Print every one of the entries below verbatim, leaving out the pictures.
· · · · · · ·
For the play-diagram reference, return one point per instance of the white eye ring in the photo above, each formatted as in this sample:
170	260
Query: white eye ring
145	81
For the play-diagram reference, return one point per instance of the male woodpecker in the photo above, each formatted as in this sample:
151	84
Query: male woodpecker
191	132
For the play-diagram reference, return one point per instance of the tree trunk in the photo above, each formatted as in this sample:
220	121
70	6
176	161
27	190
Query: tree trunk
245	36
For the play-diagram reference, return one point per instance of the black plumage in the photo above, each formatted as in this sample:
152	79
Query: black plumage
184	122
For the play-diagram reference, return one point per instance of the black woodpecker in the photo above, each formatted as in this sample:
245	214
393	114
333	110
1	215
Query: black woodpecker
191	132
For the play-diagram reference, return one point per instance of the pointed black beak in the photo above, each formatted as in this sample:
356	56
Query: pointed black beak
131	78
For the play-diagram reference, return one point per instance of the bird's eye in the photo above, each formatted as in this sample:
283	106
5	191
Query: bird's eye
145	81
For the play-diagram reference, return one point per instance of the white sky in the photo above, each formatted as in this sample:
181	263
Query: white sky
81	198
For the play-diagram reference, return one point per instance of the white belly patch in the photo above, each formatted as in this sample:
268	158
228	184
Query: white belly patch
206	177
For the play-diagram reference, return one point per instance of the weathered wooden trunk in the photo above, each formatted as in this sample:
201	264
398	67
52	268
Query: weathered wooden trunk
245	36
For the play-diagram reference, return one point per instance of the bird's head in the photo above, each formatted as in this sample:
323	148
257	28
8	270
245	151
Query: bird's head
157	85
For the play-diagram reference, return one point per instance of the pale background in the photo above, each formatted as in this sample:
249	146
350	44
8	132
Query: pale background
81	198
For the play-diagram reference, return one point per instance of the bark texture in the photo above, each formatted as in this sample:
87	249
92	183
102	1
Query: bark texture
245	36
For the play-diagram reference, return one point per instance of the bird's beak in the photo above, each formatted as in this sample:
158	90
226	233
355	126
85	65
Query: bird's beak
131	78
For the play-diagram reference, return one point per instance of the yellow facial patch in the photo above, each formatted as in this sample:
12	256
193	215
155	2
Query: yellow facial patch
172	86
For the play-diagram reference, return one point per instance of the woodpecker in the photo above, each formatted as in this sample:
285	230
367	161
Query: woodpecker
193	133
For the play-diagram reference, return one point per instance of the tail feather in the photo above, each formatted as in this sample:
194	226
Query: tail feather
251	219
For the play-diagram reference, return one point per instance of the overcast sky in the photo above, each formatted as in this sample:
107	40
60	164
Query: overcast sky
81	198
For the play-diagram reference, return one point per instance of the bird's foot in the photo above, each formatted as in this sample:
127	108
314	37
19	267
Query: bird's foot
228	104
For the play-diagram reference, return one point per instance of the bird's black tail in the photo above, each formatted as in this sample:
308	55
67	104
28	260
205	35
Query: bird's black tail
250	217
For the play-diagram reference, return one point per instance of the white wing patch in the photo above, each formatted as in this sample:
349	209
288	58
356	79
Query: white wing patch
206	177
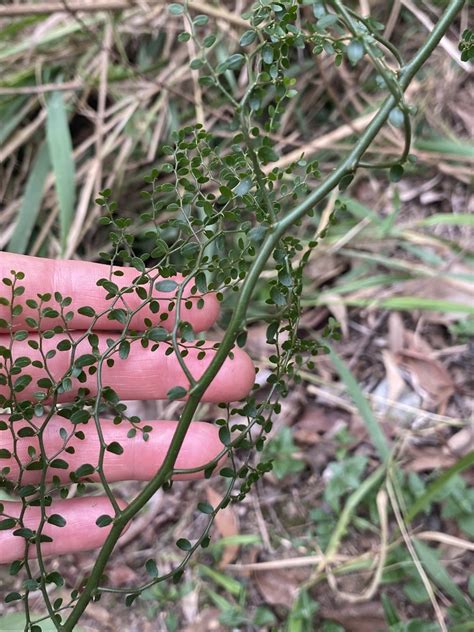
· · · · · · ·
Solved exercise ->
For the play-diagram reference, return one point per instance of the white eye ring in the photo above, each formatted as in this sample:
170	260
Query: white eye ring
145	81
For the play-diagram reference, return one point per instance of the male woodpecker in the photo above, each formatted as in this sample:
151	84
Query: male woodpecker
191	132
For the play-diagram reference, return one point per instance of the tree trunk in the photo above, each formatted as in this sample:
220	121
70	6
176	161
27	190
Query: tree trunk
245	36
For the play-diagram reference, return one point per instance of the black plumage in the photo above, each formatted as in this sample:
152	79
Query: black plumage
184	122
For the play-diagram reference, return one point per instance of the black woodpecker in the photo above, each formatted as in this sample:
245	214
393	114
333	110
1	215
Query: black woodpecker
191	132
For the play-diagram reference, return one point per instance of the pointed black beak in the photo above, each formatted as in this sample:
356	56
Query: pointed black beak
131	78
For the play-diagram reference, return one point per instance of the bird's eye in the photo above, each formatted as in this sample:
283	106
5	191
Query: bird's eye
145	81
For the play-diagram reference, return one point per instance of the white sky in the photo above, each formatted as in this sample:
181	263
Query: white sky
81	198
For the play-diagram reference, return one point per instance of the white belly patch in the photo above, each formatted as in this sample:
268	158
228	184
Query: white belly patch
206	177
For the play-diagram reference, return one point per instance of the weathered wooden trunk in the photo above, each formatted as in this sample:
201	264
398	67
52	268
Query: weathered wooden trunk
245	36
For the play-diagram reference, return one point per instance of the bird's head in the photo above, each formatted as in this sample:
323	148
257	28
8	270
245	151
Query: bird's head
157	85
For the play-diagram reference, return one point per instance of the pale background in the photo above, each formatted as in this sample:
249	146
350	44
8	132
Query: pale background
81	198
For the play-diagram reference, return one point per instance of the bark texture in the photo above, each formatted as in this sample:
87	249
92	183
102	1
Query: bark texture
245	36
For the play-diagram reference, return one point per instance of the bird's beak in the photo above, each formatted as in this sample:
158	90
226	233
355	126
85	65
Query: bird's beak
131	78
For the play-diagram reference, return one point per instance of the yellow facial patch in the photo above, each formatted as in this sample:
12	256
193	215
155	2
Query: yellow facial patch
172	86
For the play-diagram reference, return one point per instance of the woodpecker in the photo above, each formatted as in this sample:
285	230
367	161
Query: woodpecker
193	133
For the play-diagram reference, return one point per instance of the tail feather in the photo above, each formatted as in this sample:
194	226
Query: tail feather
251	219
For the play-diagram reference, return one point per instance of the overcast sky in the photo above, each formatted as in this sample:
107	40
60	164
Query: overcast sky
81	198
For the play-diagram reference, return one point per instance of the bird's foot in the photo above, each formatted as in this sample:
127	108
314	37
19	267
Query: bird's foot
228	104
For the play-diagram reference, return one point per instance of the bird's black tail in the photo above, each formatted as in this sample:
308	55
67	104
28	260
205	35
Query: bird's black tail
250	217
For the play-diagram reference, return one point per instance of the white wing patch in the photo above, each formatted as in this sample:
349	209
288	58
356	79
Query: white wing patch
206	177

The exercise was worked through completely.